• [TEXTE PROPOSÉ]

Depuis 5 ans, notre équipe de médiation parcourt les collèges de la Haute-Garonne dans le cadre d’un dispositif unique en France : « Les parcours laïques et citoyens ». À travers des actions éducatives, le Conseil départemental a souhaité sensibiliser les jeunes collégiennes et collégiens autour de la citoyenneté et des valeurs de la république. C’est dans ce cadre que nous intervenons chaque année pour présenter et animer l’exposition « Sommes-nous tous de la même famille ? ». Un moment d’échanges, aussi riche que complexe, pour lutter contre les discriminations, en s’appuyant sur un discours scientifique.

Aborder des sujets tabous avec des collégiens

Le racisme, les discriminations, l’origine de l’Homme ou encore l’immigration sont autant de sujets sensibles qui peuvent susciter des réactions imprévues. Ils suscitent également des émotions fortes ou heurter certains publics. Quelle posture doit-on adopter en tant que médiateur ? Faut-il éviter certains sujets ou au contraire poser les bons mots pour en discuter ouvertement ? Comment peut-on aborder ces thématiques sensibles avec des collégiens ?

Pour tenter de répondre à ces questions, nous vous proposons de suivre le récit de nos expériences. Ces dernières se ponctuent de quelques conseils et anecdotes.

• [SECTION DES DONNÉES]

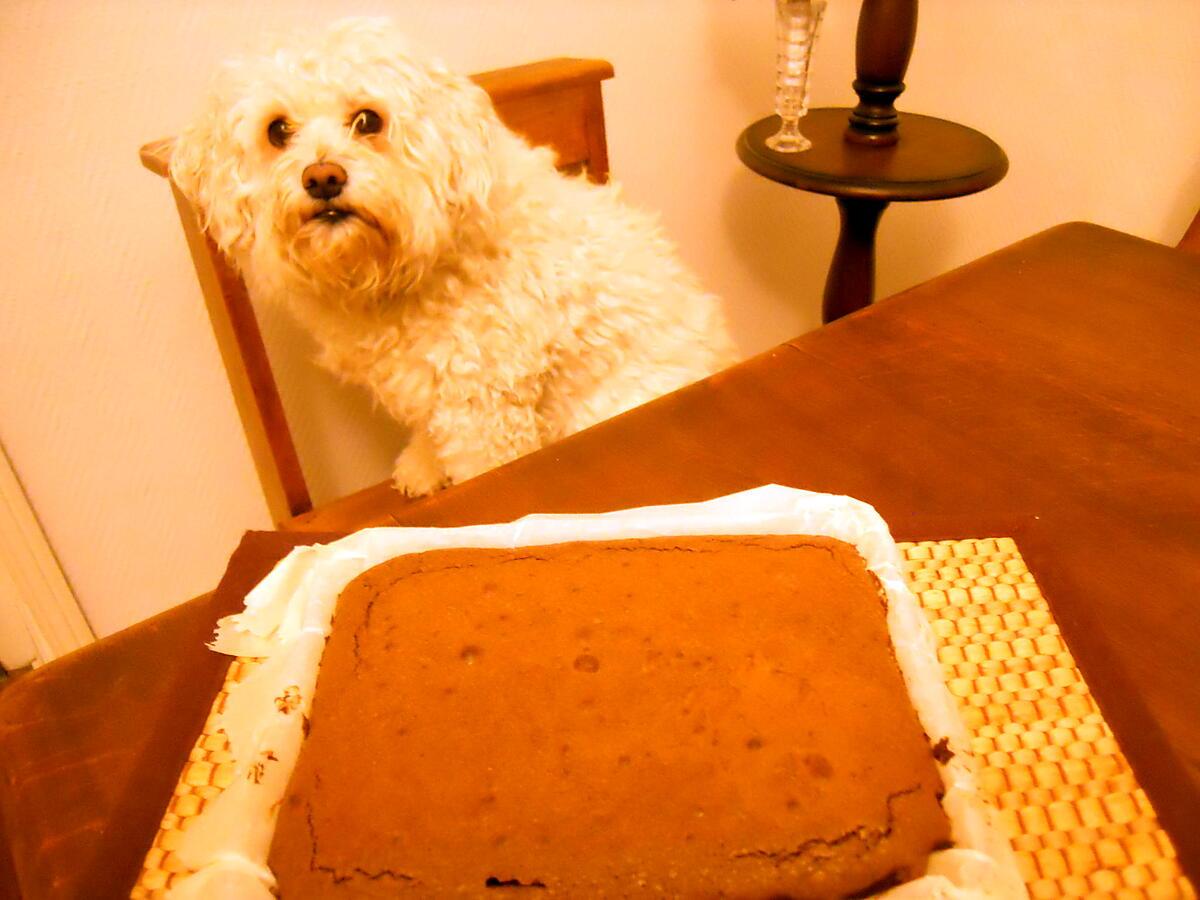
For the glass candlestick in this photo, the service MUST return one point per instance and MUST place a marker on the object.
(796, 31)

• [TRAVAIL À FAIRE]
• A. Traduisez en anglais cette phrase du texte proposé : « Pour tenter de répondre à ces questions, nous vous proposons de suivre le récit de nos expériences. »
• B. Répondez brièvement aux questions suivantes d'après le texte proposé.
(i) Depuis combien d'années l'équipe de médiation parcourt-elle les collèges de la Haute-Garonne ?
(ii) Quel est le titre de l'exposition que l'équipe présente et anime chaque année ?
(iii) De quoi le récit des expériences de l'équipe se ponctue-t-il ?
• C. Recopiez le passage du texte proposé qui commence par « Aborder des sujets » et se termine par « conseils et anecdotes. », en substituant « élèves » à « collégiens ».

• [CORRIGÉ DES EXERCICES]
• A. To try to answer these questions, we invite you to follow the account of our experiences.

• B.
(i) Depuis 5 ans.
(ii) « Sommes-nous tous de la même famille ? »
(iii) De quelques conseils et anecdotes.

• C.
Aborder des sujets tabous avec des élèves

Le racisme, les discriminations, l’origine de l’Homme ou encore l’immigration sont autant de sujets sensibles qui peuvent susciter des réactions imprévues. Ils suscitent également des émotions fortes ou heurter certains publics. Quelle posture doit-on adopter en tant que médiateur ? Faut-il éviter certains sujets ou au contraire poser les bons mots pour en discuter ouvertement ? Comment peut-on aborder ces thématiques sensibles avec des élèves ?

Pour tenter de répondre à ces questions, nous vous proposons de suivre le récit de nos expériences. Ces dernières se ponctuent de quelques conseils et anecdotes.